[PASSAGE TO READ]
=== Section Start ===
As a startup scales, there is a real risk that leadership will lose connectivity to junior employees. Enter skip level 1:1 meetings.
What is a Skip Level?
A skip level is where an executive meets routinely, in a 1:1 format, with an employee that is 2 or more levels their junior in the org.
Why are they useful?
Skip levels are a great way for an executive team to maintain, and even strengthen, communication lines across the company as it scales. In addition, leaders can also use skip levels to keep a pulse on employee satisfaction, engagement, alignment, and progress at multiple tiers. Finally, they’re a great conduit for informal feedback on management layers outside of normal review cycles.
Want to implement skip levels in your org? Or improve how you run yours? Guild members recently shared their suggested frequency, highest-leverage questions, and additional tips.
What’s the right frequency?
The average Guild member hosts skip levels 1:1s every 6 to 8 weeks with the most frequent members hosting at a monthly cadence and the least frequent at a quarterly cadence.
Top Questions Guild Members Ask
- What would you rate your happiness at our company on a scale from 1 to 10?
- What blockers are you running into?
- Do you have any feedback for your manager that you don't feel comfortable giving her directly?
- What works well in your team right now? (i.e. systems, processes, technology, feedback, etc.)
- Are our company goals clear? Is it clear how your work connects to them?
- What needs improvement? What obstacles are making it hard to be successful? (i.e. technology, top-level support, more feedback, etc.)
- What is one thing, as a team, we need to Start, Stop, Continue doing to be more successful?
=== Section End ===
[ASSIGNMENT]
Can you continue the article on skip-level 1:1 meetings, starting after its final line?

[DATA EXTRACT]
=== Section Start ===
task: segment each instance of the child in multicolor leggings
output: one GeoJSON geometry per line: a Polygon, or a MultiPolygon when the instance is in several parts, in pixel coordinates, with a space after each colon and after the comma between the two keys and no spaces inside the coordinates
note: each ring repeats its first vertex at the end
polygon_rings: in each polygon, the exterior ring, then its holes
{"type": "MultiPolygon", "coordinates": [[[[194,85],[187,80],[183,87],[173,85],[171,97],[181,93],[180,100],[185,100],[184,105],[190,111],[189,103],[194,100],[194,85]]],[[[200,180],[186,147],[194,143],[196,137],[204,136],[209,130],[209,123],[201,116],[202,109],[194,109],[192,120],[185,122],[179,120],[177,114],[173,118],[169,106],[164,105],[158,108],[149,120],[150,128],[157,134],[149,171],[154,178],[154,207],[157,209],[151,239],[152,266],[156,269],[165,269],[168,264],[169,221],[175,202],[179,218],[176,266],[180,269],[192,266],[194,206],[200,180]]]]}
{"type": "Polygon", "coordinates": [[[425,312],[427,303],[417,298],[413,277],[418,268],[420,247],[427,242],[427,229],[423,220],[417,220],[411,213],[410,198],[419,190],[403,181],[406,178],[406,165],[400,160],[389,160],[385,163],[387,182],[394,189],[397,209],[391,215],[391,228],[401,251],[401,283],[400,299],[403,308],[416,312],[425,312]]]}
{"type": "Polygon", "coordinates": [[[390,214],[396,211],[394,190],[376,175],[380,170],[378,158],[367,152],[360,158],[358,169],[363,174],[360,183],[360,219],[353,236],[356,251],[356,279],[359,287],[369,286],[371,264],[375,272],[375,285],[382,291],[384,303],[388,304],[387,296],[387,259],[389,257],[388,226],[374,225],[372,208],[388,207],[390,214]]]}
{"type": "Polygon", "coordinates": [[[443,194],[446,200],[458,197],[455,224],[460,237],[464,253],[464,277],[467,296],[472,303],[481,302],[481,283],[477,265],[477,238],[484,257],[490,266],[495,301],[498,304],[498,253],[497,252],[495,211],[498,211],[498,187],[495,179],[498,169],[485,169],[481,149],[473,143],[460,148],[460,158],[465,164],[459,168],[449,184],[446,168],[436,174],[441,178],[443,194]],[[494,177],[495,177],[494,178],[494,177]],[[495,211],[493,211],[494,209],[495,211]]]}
=== Section End ===
[EXERCISE ANSWER]
- What do you need more (or less) of from your manager and yourself in order to be successful as a team and in your role?
- What’s the most annoying thing to you these days? (Great insight for what’s not working)
- What do you believe we're doing well as a team?Where are areas for improvement/growth?
- What are the most acute pain points?
- Is your contribution to the company's mission and goals clear?
- Are you having fun?
- Are you happy?
- Who is kicking ass on the team?
- If you were me how would you handle X?
- What should I be thinking about which I'm not?
- What could I be doing better?
Engineering Specific
- Are there any systems you have concerns about?
- Any technical debt you'd like to see addressed?
- What tools or tech would help you accomplish ____?
Other tips from seasoned leaders
Create a Safe & Trusted Space: Establish with everyone that you’re their biggest cheerleader and invested in their career growth. This skip level space is safe and non-judgmental and they can expect honest answers from me at all times.
Share Prompt Questions Ahead of Time: Make sure to include your typical questions in the cal invite so they can prep ahead if they’d like to.
Convey the Why: I tell every skip level of mine before we start: "This meeting is a forcing function to ensure you always have time with me. We could use this time to just shoot the shit and connect personally, we could use it for feedback you might have, or we could use it for answering absolutely any questions you might have from a business perspective, like strategy, financials etc."
Be Cautious of Too Much Feedback Out of Cycle: While constant feedback can be helpful, I suggest relying on feedback cycles for manager reviews because it can be a tricky area to navigate and want to both be informed but also leave space for the manager & direct report to work through. I've found this is especially critical for a younger team (in terms of years of work experience).
Bonus: How to Run Skip Levels at Public Scale
We recently had Kimber Lockhart (One Medical's CTO) in to speak to the CTO Guild and she shared a few specific tips on skip levels. As they reached public scale, she shifted her skip-levels to a less regular cadence - roughly every 3-4 months. Eventually, she noted, your team size will reach a point where even rotating skip-levels can no longer scale. When this happens, the question becomes: how can leaders still cultivate 1:1 connectivity with everyone in the org?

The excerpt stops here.